- [EXERCISE]: Copy everything from the line containing "Can you find the trash" through the end of the entries, swapping "tall palm tree" for "coconut palm" and changing nothing else.

- [RECORDS FOR THIS TASK]:
-- -- --

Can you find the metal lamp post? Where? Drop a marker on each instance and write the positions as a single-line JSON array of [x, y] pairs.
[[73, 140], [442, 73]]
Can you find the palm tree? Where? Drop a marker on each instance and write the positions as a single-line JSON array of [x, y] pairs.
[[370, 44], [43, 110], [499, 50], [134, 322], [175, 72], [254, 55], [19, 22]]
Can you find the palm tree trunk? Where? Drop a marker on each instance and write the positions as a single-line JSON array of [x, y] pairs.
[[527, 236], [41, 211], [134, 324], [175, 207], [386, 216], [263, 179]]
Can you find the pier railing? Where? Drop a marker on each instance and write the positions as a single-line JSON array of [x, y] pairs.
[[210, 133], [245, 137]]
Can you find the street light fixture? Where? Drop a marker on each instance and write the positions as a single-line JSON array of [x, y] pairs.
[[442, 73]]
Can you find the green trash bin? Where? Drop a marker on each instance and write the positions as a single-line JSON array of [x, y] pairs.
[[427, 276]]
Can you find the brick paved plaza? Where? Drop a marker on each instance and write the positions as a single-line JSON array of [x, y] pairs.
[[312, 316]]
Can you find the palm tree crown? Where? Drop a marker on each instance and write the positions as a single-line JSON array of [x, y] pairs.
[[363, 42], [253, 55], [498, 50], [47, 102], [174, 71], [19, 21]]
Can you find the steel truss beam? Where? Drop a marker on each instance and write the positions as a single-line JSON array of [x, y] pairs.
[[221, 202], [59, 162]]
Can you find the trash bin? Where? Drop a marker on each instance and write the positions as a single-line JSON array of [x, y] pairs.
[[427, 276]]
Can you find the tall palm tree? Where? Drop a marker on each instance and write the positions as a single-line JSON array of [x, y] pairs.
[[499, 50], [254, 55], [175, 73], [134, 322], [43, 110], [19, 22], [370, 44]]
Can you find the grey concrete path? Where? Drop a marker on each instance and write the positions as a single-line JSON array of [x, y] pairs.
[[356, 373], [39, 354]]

-- -- --

- [WRITTEN RESPONSE]:
Can you find the trash bin? Where? Drop a marker on each instance and write the positions as a single-line JSON array of [x, y] pairs.
[[427, 276]]
Can you find the coconut palm? Where? Drop a marker on each instance and write the positions as a single-line JSON array of [x, y] pairs.
[[499, 50], [254, 55], [175, 73], [134, 322], [43, 110], [19, 22], [370, 44]]
Can you find the grey concrete path? Where? Drop a marker on each instance and write the positions as a single-line JSON array of [x, y] pairs.
[[356, 373], [39, 354]]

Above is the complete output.